Before PEP 557 landed in Python 3.7, every value class meant writing the same five methods by hand: __init__ to assign the fields, __repr__ for debuggable output, __eq__ for value comparison, often __hash__ to keep dict-key usage working, sometimes the ordering dunders for sorting. Thirty lines of boilerplate for what felt like four attributes. The @dataclass decorator collapses all of it into a single line above the class, infers the methods from your type-annotated fields, and gives you opt-ins for immutability (frozen=True), memory layout (slots=True), comparison (order=True), and validation (__post_init__). This entry covers what the decorator actually generates, the traps that survived the migration from hand-written classes, and the cases where alternatives like NamedTuple or Pydantic fit better. One of 10 explainers in our Python OOP complete guide.
····················
TASK REQUIREMENTS
1 – In the overview of Python's @dataclass decorator, which option makes a dataclass immutable?
2 – Write the next part of the overview of Python's @dataclass decorator, picking up after its final sentence.
····················
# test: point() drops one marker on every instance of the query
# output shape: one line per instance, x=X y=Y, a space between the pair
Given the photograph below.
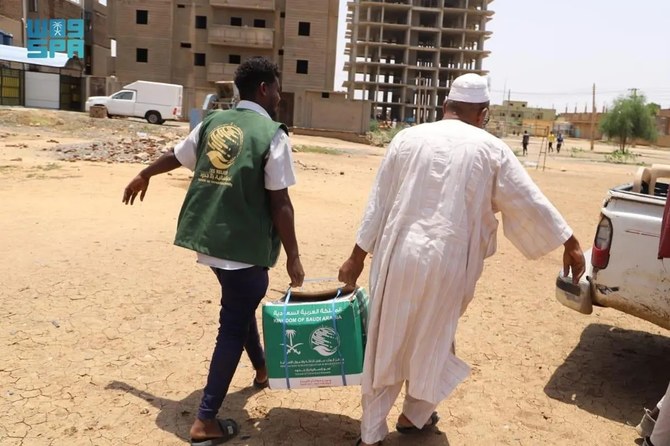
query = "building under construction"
x=404 y=54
····················
EXPECTED RESPONSES
1 – frozen=True

2 –
Key Takeaways
@dataclass auto-generates__init__, __repr__, __eq__ from your type-annotated fields. Opt in to __hash__, ordering, and __slots__ with parameters.
Mutable defaults need field(default_factory=list). A bare items: list = [] raises ValueError at class creation.
frozen=True makes instances immutable and hashable. Required for set/dict-key use of mutable-by-default dataclasses.
slots=True (Python 3.10+) cuts per-instance memory by 40 to 50% and speeds attribute access.
Choose the alternative when its differentiator matters: NamedTuple for positional access, attrs for validators, Pydantic for runtime input validation.
Five lines you write, seven-plus methods Python generates. The opt-in row activates with decorator parameters.
The Minimum @dataclass
Three lines of decorator-and-class give you a fully functional value object:
from dataclasses import dataclass
@dataclass
class Point:
x: int
y: int
p1 = Point(3, 4)
p2 = Point(3, 4)
print(p1) # Point(x=3, y=4)
print(p1 == p2) # True
print(p1.x, p1.y) # 3 4
The annotated fields (x: int, y: int) tell the decorator what to wire up. Type hints are required; without them, the field is not recognized. Note that the type annotation isn't enforced at runtime by @dataclass itself, so Point("hello", "world") still constructs an instance. The hint is for documentation, type checkers, and the decorator's introspection.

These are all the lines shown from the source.